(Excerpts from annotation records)
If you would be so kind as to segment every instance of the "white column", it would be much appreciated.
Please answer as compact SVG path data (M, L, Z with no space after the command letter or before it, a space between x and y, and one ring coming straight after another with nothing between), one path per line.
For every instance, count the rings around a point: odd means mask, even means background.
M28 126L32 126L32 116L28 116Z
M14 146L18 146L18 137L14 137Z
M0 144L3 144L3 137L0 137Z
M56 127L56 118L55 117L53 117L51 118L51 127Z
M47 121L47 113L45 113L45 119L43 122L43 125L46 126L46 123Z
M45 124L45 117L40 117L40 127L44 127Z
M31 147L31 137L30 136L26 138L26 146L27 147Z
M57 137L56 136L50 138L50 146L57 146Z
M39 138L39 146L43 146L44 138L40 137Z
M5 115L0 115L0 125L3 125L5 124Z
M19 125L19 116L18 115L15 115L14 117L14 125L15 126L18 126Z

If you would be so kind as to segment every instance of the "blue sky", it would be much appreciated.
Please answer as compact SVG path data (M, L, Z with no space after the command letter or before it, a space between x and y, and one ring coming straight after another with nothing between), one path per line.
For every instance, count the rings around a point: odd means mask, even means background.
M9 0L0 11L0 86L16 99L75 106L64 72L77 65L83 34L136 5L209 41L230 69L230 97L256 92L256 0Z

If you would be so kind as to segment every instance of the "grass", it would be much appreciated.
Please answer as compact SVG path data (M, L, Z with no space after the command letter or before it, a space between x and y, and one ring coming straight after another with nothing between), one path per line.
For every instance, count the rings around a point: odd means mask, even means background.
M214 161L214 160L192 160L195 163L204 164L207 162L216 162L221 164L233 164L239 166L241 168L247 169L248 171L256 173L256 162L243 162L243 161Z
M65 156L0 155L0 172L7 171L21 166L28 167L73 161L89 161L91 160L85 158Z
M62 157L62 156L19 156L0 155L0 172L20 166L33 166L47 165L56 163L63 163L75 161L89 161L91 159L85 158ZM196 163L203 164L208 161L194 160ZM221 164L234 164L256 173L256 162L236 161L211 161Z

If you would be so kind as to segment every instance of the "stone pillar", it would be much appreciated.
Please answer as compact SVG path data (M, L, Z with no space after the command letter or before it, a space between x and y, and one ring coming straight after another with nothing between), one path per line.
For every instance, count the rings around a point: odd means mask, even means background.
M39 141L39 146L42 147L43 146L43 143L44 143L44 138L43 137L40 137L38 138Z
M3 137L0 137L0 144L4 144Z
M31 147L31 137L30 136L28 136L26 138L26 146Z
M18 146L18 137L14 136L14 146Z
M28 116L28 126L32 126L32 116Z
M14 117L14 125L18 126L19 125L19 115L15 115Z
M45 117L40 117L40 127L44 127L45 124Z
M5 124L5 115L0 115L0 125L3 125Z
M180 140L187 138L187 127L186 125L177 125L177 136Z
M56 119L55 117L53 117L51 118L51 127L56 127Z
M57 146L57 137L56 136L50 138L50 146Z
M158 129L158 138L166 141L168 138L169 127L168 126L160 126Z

GIVEN PROBLEM → Edit the listing above so that every occurrence of "much appreciated" becomes "greatly appreciated", and leave everything else unchanged.

RESULT OF THE EXERCISE →
If you would be so kind as to segment every instance of the "white column", it would be greatly appreciated.
Please answer as compact SVG path data (M, L, Z with no space after the command letter or before it, a space between x and y, and one ring coming straight after another with nothing between), one path per line.
For every instance, count the rings around a point: odd means mask, even means background.
M28 126L32 126L32 116L28 116Z
M14 146L18 146L18 137L14 137Z
M0 144L3 144L3 137L0 137Z
M56 127L56 118L55 117L53 117L51 118L51 127Z
M47 121L47 113L45 113L45 119L43 122L43 125L46 126L46 123Z
M45 124L45 117L40 117L40 127L44 127Z
M31 147L31 137L30 136L26 138L26 146L27 147Z
M57 137L56 136L50 138L50 146L57 146Z
M39 138L39 146L43 146L44 138L40 137Z
M5 115L0 115L0 125L3 125L5 124Z
M19 125L19 116L18 115L15 115L14 117L14 125L15 126L18 126Z

If you would be so kind as to segment every instance of the "blue sky", it would be greatly appreciated.
Please answer as compact SVG path data (M, L, Z with no space after the command letter or before it, a space between x and y, and one ring coming straight after another with nothing between), one path per line.
For every instance, count the rings around a point: odd means mask, even means background.
M9 0L0 11L0 86L16 99L75 106L64 72L77 65L83 34L136 5L209 41L230 69L230 97L256 92L256 0Z

If you would be so kind as to segment every instance of the "grass", it would be greatly appreciated.
Please answer as compact SVG path data (M, L, Z with no space after the command letter or before it, a space between x and y, and one ring coming straight after another with nothing between), one path per line.
For every instance, count the rings around a point: odd means mask, even means background.
M214 161L214 160L192 160L195 163L204 164L207 162L216 162L221 164L233 164L239 166L241 168L247 169L248 171L256 173L256 162L243 162L243 161Z
M65 156L0 155L0 172L7 171L21 166L28 167L73 161L89 161L91 160L85 158Z
M62 157L62 156L19 156L0 155L0 172L20 166L33 166L47 165L56 163L63 163L75 161L89 161L91 159L85 158ZM196 163L203 164L208 161L194 160ZM221 164L234 164L256 173L256 162L236 161L211 161Z

If you would be so kind as to segment every instance of the "stone pillar", it would be greatly appreciated.
Please answer as compact SVG path data (M, L, Z with no space after the command letter or before it, a space between x and y, and one ring coming straight after another with nothing between), one path per line.
For every instance, count the rings around a point: odd means mask, even means background.
M39 141L39 146L42 147L43 146L43 143L44 143L44 138L43 137L40 137L38 138Z
M3 137L0 137L0 144L4 144Z
M31 147L31 137L30 136L28 136L26 138L26 146Z
M18 146L18 137L14 136L14 146Z
M28 116L28 126L32 126L32 116Z
M14 117L14 125L18 126L19 125L19 115L15 115Z
M45 117L40 117L40 127L44 127L45 124Z
M5 124L5 115L0 115L0 125L3 125Z
M180 140L187 138L187 127L186 125L177 125L177 136Z
M56 119L55 117L53 117L51 118L51 127L56 127Z
M57 146L57 137L56 136L50 138L50 146Z
M158 129L158 138L166 141L168 138L169 127L168 126L160 126Z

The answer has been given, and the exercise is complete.